[Page start]
Given a Web page, the proposed technique works in three steps:
Step 1: Building a HTML tag tree of the page.
Step 2: Mining data regions in the page using the tag tree and
string comparison. Note that instead of mining data records
directly, which is hard, our method mines data regions first and
then find the data records within them. For example, in Figure
2, we first find the single data region below node TBODY.
Step 3: Identifying data records from each data region. For
example, in Figure 2, this step finds data record 1 and data
record 2 in the data region below node TBODY.
Figure 2. Tag tree of the page in Figure 1
Our contributions
1. A novel and effective technique is proposed to automatically
mine data records in a Web page. Extensive evaluation using a
large number of Web pages from diverse domains show that
the proposed technique is able to produce dramatically better
results than the state-of-the-art automatic systems in [2][4]
(even without considering non-contiguous data records).
2. Our new method is able to discover non-contiguous data
records, which cannot be handled by existing methods. Our
technique is able to handle such cases because it explores the
nested structure and presentation features of Web pages.
2. RELATED WORK
Web information extraction from regularly structured data records
is an important problem. Identifying individual data records is
often the first step. So far, several attempts have been made to
deal with the problem. We discuss them below.
Related works to ours are mainly in the area of wrapper
generation. A wrapper is a program that extracts data from a
website and put them in a database [3][12][13][16]. There are
several approaches to wrapper generation. The first approach is to
manually write a wrapper for each Web page based on observed
format patterns of the page. This approach is labor intensive and
very time consuming. It cannot scale to a large number of pages.
[Page end]
--- Tasks to perform ---
1. Set down, word for word, the part of the passage on mining Web data records that opens with the words containing "Step 2: Mining" and closes with "the data region below node TBODY.".
2. Resume the passage on mining Web data records from the point where it stops.
Nothing in the data is needed here.
[Records provided start]
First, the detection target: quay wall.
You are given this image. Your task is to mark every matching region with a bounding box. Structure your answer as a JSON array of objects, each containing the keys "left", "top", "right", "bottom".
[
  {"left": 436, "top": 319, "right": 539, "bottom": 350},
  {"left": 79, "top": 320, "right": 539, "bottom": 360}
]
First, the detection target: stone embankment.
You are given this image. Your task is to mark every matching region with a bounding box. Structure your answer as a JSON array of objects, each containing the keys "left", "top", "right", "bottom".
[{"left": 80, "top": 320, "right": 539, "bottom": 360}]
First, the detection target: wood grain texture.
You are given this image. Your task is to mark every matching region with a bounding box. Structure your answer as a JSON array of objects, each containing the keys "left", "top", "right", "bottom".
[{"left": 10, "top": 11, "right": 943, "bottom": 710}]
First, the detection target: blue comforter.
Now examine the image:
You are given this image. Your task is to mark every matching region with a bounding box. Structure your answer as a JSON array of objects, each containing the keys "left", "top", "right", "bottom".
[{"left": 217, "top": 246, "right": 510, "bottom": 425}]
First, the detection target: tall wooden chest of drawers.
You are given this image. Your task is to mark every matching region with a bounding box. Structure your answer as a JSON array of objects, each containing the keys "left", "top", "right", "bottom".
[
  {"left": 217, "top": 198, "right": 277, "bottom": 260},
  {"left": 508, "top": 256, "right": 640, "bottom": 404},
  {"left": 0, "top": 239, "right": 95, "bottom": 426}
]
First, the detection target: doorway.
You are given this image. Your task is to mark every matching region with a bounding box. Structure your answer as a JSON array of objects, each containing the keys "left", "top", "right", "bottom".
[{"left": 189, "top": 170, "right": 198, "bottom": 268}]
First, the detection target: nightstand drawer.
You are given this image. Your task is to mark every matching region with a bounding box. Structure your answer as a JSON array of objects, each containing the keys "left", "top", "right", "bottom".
[Records provided end]
--- Answers by task ---
1.
Step 2: Mining data regions in the page using the tag tree and
string comparison. Note that instead of mining data records
directly, which is hard, our method mines data regions first and
then find the data records within them. For example, in Figure
2, we first find the single data region below node TBODY.
Step 3: Identifying data records from each data region. For
example, in Figure 2, this step finds data record 1 and data
record 2 in the data region below node TBODY.

2.
The second approach is wrapper induction, which uses supervised
learning to learn data extraction rules. A wrapper induction
system is typically trained by using manually labeled positive and
negative data. Thus, it still needs substantial manual effort as
labeling of data is also labor intensive and time consuming.
Additionally, for different sites or even pages in the same site, the
manual labeling process may need to be repeated. Example
wrapper induction systems include WIEN [17], Softmealy [14],
Stalker [21], WL [6], etc. Our technique requires no human
involvement. It mines data records in a page automatically. [19]
reports a unsupervised method based on clustering and grammar
induction. However, the results are unsatisfactory due to the
deficiencies of the techniques as noted in [19].
[9] reports a comparative shopping agent, which also tries to
identify each product from search results. A number of heuristics
rules are used to find individual products, e.g., price information,
and required attributes from the application domain
In [10], a more general study is made to automatically identify
data record boundaries. The method is based on 5 heuristic rules.
(1) Highest-count tags: This rule says that those highest-count
tags are more likely to be record boundary tags.
(2) Identifiable “separate” tags: This rule says that tags, such as
ht, td, tr, table, p, h1, etc., are more likely to be boundary tags.
(3) Standard deviation: This rule computes the number of
characters between each occurrence of a candidate separator
tag. Those with smallest standard deviation are assumed to be
more likely boundary tags.
(4) Repeating-tag pattern: This rule says that boundaries often
have consistent patterns of two or more adjacent tags.
(5) Ontology-matching: This rule uses domain knowledge to find
those domain specific terms that only appear once and only
once in data records.
A combination technique (based on certainty factor [10] in AI) is
used to combine the heuristics to make the final decision.
[2] proposes some more heuristics to perform the task, e.g.,
sibling tag heuristic, which counts the pairs of tags that are
immediate siblings in a tag tree, and partial path heuristic, which
lists the paths from a node to all other reachable nodes and counts
the number of occurrences of each path. It is shown in [2] that the
new method (OMINI) performs better than the system in [10],
even without using domain ontology. Our technique is very
different from these tag based heuristic techniques. We will show
that our method outperforms these existing methods dramatically.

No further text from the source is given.